Passage provided:
NDIS Care Plan Template Guide
Care plans are the day-to-day operational document for delivering supports. Auditors check that they're current, signed and being followed. Generic care plans fail Module 3 audit. Personalised care plans pass and improve service delivery. Here's the template structure we use at Enrichment Care across 60+ active participants.
The Required Sections Every Care Plan Must Have
Module 3 audit requires care plans contain: participant details and NDIS plan goals, communication preferences (verbal, AAC, sign, written, language), medical conditions and current medications, emergency contacts (family, GP, specialist), manual handling techniques and equipment needed, behaviour support strategies if relevant, daily routines and preferences, cultural and spiritual needs, risk assessment summary, review schedule and signature page. Length: 3-5 pages typically. Longer than that and workers don't read them. Shorter and you miss audit-critical content.
Linking Care Plans to NDIS Plan Goals
Every care plan must reference the participant's NDIS plan goals. This linkage is what auditors check first. Example: NDIS plan goal is "Increase community participation". Care plan must show how supports work toward this goal - which activities, what frequency, how progress is measured. If you can't show the linkage, audit fails. From our experience at Enrichment Care - we map plan goals to care plan activities to outcomes measurement in a single document. This makes the audit trail crystal clear.
Documenting Communication Preferences (Often Missed)
Module 1 standards specifically require documented communication preferences. Yet many providers miss this entirely. Capture: how the participant prefers to communicate (verbal, written, AAC device, sign language, gestures), language and cultural considerations, communication aids used (picture exchange systems, choice boards, communication apps), what does "yes" and "no" look like for non-verbal participants, who supports communication if interpretation needed. We document this on a one-page communication profile attached to the care plan.
The Review Schedule That Keeps Plans Current
Care plans must be reviewed at minimum every 6 months OR when circumstances change significantly (medical change, accommodation change, plan reassessment, incident). Auditors check signed review dates. Stale care plans fail audit. Set a recurring task in your CRM to review every active participant's care plan twice yearly. Document changes with version numbers and signature dates. Major changes require participant or guardian signature, minor updates can be initialled by the worker who identified them.
Action Items to Build Audit-Ready Care Plans
This quarter: 1) Audit your last 10 care plans against the required sections list. Identify gaps. 2) Build a single care plan template covering all required sections. 3) Create individual care plans for every active participant within 60 days (this is the biggest task). 4) Schedule recurring 6-monthly reviews in your CRM. 5) Train workers to flag changes that warrant updates. Provider Scale's $999 registration package includes care plan templates and review checklists. Strong care plans pass Module 3 and improve service quality - the same effort serves both purposes.

Dataset:

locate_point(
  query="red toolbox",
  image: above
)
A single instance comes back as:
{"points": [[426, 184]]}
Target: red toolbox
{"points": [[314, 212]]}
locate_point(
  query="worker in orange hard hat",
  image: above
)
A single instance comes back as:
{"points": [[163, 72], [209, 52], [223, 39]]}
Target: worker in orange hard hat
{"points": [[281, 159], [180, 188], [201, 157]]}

...

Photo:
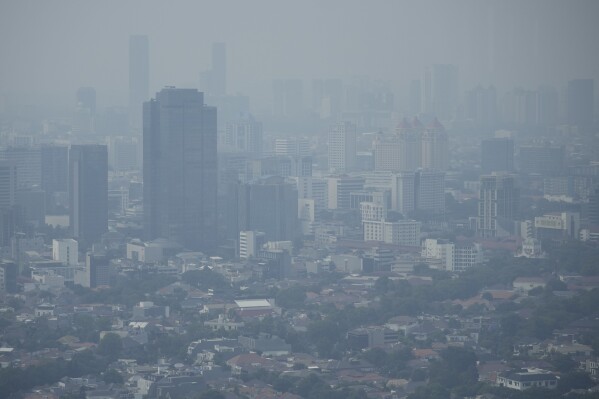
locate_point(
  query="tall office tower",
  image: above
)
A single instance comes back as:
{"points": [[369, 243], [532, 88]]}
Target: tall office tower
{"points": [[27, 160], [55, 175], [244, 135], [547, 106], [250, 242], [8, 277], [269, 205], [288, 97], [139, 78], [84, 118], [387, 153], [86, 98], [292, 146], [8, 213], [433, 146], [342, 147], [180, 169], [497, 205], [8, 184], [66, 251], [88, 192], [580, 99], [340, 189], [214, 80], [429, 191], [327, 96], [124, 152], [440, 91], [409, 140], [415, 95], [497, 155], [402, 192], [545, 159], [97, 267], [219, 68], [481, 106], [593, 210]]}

...

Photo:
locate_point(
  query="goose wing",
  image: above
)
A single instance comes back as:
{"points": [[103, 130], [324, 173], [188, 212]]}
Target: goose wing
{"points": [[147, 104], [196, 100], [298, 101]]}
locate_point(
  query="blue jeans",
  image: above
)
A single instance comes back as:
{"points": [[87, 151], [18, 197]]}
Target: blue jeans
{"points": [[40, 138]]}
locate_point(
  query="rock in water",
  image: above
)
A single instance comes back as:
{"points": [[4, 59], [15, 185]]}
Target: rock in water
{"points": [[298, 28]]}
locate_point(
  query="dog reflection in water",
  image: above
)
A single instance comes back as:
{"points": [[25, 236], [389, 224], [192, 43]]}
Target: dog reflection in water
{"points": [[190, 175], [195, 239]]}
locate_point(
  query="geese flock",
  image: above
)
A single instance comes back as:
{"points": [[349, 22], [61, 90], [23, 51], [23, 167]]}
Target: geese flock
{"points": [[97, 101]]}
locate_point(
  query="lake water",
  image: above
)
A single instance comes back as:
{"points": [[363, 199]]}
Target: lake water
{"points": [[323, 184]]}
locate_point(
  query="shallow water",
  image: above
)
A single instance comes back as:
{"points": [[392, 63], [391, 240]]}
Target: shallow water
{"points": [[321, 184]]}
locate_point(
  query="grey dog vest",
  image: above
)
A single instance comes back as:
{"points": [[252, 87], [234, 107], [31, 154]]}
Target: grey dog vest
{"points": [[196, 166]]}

What you need to do: Reproduce the part of the care plan guide starting with "NDIS Care Plan" and going on through "60+ active participants.", word for word.

Output of the task:
NDIS Care Plan Template Guide
Care plans are the day-to-day operational document for delivering supports. Auditors check that they're current, signed and being followed. Generic care plans fail Module 3 audit. Personalised care plans pass and improve service delivery. Here's the template structure we use at Enrichment Care across 60+ active participants.